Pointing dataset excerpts

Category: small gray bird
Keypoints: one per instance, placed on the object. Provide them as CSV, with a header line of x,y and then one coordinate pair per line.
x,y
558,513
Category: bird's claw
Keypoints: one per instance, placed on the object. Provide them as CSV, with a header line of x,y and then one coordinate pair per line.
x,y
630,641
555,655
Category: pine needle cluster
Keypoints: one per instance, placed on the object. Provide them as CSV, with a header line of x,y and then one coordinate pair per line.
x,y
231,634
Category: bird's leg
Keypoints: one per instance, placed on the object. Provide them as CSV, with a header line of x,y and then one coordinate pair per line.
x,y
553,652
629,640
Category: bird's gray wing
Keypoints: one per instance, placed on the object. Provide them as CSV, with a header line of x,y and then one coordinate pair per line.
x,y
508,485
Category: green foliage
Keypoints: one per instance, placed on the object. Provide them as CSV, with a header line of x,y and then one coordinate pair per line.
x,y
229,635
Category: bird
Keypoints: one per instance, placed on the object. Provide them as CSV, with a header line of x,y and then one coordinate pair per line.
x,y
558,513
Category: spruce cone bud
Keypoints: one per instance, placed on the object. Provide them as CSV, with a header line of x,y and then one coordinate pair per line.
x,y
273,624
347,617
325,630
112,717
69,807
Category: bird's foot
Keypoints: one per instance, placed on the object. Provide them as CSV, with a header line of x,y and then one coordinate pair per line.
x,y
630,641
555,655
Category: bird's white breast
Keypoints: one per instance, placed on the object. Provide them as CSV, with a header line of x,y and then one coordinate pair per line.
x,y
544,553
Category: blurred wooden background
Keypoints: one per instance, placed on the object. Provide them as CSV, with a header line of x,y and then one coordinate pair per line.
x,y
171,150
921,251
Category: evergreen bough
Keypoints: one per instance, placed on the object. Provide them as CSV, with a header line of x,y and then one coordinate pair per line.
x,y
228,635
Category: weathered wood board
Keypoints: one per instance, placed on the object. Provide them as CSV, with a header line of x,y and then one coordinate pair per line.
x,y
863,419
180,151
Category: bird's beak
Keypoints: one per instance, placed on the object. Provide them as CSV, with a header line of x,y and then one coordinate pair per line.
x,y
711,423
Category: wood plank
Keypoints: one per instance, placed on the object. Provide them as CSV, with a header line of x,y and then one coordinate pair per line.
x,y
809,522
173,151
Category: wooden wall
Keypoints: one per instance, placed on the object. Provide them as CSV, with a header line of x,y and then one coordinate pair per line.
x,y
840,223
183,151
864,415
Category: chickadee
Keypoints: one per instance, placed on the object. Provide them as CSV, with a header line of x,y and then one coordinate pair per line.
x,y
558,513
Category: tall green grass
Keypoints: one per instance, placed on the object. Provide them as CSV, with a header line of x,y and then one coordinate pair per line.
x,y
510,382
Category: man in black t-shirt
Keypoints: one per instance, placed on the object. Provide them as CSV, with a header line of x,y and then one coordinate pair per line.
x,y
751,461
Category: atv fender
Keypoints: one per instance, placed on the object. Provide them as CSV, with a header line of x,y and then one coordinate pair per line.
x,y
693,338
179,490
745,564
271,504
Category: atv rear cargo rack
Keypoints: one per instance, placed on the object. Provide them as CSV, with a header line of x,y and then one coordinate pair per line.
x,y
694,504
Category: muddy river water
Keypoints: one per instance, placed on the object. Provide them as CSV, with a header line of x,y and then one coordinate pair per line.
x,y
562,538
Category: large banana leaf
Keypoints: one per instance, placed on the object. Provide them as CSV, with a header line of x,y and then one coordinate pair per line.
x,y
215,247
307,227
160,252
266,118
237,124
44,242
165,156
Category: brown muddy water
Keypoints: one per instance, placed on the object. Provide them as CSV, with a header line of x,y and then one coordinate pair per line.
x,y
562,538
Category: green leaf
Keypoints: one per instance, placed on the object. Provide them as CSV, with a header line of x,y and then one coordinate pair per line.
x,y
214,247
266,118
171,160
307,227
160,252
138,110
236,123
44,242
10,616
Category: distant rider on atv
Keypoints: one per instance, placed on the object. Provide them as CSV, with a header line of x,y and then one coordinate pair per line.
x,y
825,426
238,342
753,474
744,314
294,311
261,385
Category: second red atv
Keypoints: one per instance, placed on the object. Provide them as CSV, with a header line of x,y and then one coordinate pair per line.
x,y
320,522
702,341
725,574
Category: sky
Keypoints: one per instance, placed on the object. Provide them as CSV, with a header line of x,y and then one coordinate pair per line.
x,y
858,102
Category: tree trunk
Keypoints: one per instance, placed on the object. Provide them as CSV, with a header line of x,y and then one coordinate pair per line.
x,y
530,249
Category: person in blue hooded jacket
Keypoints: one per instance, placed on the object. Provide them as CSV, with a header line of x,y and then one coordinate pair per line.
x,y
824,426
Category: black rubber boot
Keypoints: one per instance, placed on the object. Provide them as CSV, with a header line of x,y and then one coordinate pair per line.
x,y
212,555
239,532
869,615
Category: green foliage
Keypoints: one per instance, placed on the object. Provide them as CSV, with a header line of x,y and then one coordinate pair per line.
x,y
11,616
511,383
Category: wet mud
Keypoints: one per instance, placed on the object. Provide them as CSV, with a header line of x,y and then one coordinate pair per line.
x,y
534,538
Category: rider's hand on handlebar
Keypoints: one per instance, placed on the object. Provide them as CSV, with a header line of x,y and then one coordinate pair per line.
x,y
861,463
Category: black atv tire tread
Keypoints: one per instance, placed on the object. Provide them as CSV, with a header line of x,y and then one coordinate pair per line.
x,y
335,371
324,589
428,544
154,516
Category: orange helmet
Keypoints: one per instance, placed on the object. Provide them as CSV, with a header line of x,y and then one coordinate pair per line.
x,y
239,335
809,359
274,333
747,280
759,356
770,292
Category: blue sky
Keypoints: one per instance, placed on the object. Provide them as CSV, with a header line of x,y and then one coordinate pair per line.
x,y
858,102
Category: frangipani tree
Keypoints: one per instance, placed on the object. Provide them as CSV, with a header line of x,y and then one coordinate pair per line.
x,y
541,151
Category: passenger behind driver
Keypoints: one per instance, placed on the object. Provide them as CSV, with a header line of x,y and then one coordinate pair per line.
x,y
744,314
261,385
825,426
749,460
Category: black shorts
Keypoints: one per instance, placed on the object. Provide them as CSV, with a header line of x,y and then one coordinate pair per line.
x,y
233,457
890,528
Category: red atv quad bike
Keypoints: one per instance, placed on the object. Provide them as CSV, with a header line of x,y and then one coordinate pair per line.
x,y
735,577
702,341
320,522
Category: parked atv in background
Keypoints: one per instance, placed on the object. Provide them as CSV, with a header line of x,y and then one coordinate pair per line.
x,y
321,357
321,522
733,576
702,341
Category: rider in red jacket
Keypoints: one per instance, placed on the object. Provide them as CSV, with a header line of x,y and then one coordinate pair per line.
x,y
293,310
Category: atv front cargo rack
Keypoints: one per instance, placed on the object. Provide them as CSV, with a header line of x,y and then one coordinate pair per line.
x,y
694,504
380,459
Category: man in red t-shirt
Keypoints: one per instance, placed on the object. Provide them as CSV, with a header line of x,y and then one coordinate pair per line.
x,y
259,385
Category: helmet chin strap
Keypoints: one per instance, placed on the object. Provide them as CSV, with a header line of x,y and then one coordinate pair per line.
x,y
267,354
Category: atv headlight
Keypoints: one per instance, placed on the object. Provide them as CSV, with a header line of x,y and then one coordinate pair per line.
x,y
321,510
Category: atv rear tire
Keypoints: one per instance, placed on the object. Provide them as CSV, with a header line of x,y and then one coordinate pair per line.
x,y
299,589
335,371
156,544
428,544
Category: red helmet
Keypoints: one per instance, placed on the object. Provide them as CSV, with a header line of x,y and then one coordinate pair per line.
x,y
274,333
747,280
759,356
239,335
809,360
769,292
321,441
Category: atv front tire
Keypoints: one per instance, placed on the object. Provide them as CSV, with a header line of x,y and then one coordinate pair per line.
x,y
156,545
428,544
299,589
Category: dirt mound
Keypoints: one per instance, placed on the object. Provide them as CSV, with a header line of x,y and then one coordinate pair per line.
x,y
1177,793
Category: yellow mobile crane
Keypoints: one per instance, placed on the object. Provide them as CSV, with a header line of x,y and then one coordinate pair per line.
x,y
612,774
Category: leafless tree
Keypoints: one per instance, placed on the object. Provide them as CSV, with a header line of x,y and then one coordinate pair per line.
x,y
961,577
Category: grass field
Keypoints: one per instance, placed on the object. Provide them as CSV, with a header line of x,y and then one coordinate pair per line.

- [What you need to do] Nothing but the lines from the line with "Category: atv rear tire" to the last line of the listing above should appear; please retype them exactly, both ends included.

- [Solution to the exercise]
Category: atv rear tire
Keypoints: one per instance, placed on the object. Provide them as CSV, with a header line of x,y and then one coordinate pair per line.
x,y
299,589
335,371
156,544
428,544
Category: red helmet
Keypoints: one per instance, placed on the object. Provide them as CSV, with a header line of x,y and then one coordinate pair per line.
x,y
274,333
747,280
759,356
239,335
809,360
769,292
321,441
Category: atv front tire
Keypoints: one per instance, placed on the object. Provide them as CSV, with a header line of x,y and then one coordinate pair per line.
x,y
156,545
428,544
299,589
Category: dirt mound
Keypoints: one per instance, placed on the object. Provide them as CSV, with a header line of x,y and then one coordinate pair per line.
x,y
1177,793
Category: yellow mobile crane
Keypoints: one per instance, placed on the object. Provide them as CSV, with a header line of x,y and then one coordinate pair per line.
x,y
612,774
Category: leafless tree
Keypoints: one per instance, placed on the object. Provide them as CSV, with a header line of x,y and then one coordinate pair per line.
x,y
961,577
Category: grass field
Keypoints: one per instance, placed on the object. Provide them as CSV, with a header line of x,y and then one coordinate pair per line.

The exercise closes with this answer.